Given entries:
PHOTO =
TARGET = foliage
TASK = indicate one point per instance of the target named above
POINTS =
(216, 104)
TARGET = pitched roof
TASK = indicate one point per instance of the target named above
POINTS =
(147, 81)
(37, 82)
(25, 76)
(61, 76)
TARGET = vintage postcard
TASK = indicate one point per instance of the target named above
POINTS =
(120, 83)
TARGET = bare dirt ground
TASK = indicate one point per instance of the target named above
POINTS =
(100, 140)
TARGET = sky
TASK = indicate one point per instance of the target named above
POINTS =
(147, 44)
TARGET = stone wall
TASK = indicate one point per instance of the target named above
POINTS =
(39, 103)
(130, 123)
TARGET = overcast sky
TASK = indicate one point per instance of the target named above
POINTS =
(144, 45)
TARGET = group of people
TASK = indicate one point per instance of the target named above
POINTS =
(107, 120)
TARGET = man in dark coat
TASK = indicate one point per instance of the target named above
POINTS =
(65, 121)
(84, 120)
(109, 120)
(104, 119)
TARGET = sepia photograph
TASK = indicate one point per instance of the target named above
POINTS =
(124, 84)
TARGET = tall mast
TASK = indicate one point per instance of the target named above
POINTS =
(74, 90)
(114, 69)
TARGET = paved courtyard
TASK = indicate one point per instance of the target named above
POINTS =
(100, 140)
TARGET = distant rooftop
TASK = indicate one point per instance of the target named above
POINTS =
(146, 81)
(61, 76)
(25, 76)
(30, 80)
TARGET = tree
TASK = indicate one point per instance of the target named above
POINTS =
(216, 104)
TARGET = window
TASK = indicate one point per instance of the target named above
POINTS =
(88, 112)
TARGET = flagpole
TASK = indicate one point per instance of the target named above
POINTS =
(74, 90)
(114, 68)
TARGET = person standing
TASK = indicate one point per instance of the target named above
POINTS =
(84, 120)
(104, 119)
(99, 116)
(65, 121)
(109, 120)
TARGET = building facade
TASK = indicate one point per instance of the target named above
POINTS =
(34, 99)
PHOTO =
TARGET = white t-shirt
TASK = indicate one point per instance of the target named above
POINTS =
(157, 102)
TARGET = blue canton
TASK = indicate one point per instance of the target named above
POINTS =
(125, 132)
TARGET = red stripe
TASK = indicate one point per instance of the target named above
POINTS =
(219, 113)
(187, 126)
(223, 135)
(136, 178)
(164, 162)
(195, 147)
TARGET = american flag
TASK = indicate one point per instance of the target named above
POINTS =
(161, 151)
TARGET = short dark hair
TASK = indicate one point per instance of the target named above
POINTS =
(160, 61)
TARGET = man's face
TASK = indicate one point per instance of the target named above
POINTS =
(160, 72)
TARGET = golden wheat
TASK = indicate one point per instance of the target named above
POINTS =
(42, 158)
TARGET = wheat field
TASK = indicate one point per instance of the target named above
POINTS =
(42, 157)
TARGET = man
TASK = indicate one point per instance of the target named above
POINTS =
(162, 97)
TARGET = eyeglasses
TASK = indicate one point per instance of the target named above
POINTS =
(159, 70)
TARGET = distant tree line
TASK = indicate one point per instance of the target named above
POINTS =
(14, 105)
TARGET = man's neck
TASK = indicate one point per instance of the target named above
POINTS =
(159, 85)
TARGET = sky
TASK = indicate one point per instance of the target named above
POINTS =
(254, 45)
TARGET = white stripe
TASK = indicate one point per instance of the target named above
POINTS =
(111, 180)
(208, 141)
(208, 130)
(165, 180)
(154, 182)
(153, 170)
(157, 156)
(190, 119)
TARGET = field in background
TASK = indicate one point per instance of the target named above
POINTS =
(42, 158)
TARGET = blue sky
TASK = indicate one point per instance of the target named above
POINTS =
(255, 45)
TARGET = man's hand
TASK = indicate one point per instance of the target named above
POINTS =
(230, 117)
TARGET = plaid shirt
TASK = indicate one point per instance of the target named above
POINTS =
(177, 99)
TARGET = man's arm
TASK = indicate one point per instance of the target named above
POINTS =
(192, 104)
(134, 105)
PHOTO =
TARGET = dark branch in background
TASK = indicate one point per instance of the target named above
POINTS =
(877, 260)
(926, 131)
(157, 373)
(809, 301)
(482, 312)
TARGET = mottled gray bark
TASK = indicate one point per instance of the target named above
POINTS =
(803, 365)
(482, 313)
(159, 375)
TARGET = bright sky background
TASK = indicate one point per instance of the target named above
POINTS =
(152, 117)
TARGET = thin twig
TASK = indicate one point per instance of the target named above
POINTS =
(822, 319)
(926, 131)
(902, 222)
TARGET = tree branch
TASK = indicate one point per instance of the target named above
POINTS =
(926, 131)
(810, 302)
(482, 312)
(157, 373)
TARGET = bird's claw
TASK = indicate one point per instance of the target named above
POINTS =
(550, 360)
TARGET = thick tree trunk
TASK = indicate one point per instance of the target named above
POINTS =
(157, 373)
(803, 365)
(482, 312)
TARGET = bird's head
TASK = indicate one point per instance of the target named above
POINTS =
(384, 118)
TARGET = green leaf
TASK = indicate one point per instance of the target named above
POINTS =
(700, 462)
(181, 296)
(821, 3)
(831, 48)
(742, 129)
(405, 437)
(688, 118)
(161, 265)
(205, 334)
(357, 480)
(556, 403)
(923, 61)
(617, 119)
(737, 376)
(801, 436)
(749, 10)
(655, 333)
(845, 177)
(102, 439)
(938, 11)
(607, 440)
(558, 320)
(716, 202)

Exercise aim:
Look above for the line holding "TARGET = white stripe" and the line holding "TARGET = man's hand". Retype both, and every line between them, word for word and nothing else.

Result below:
TARGET = white stripe
TASK = indicate one point per instance of the target named above
POINTS =
(111, 180)
(208, 141)
(208, 130)
(165, 180)
(154, 182)
(153, 170)
(157, 156)
(190, 119)
TARGET = field in background
TASK = indicate one point per instance of the target named above
POINTS =
(42, 158)
TARGET = blue sky
TASK = indicate one point per instance of the target named above
POINTS =
(255, 45)
TARGET = man's hand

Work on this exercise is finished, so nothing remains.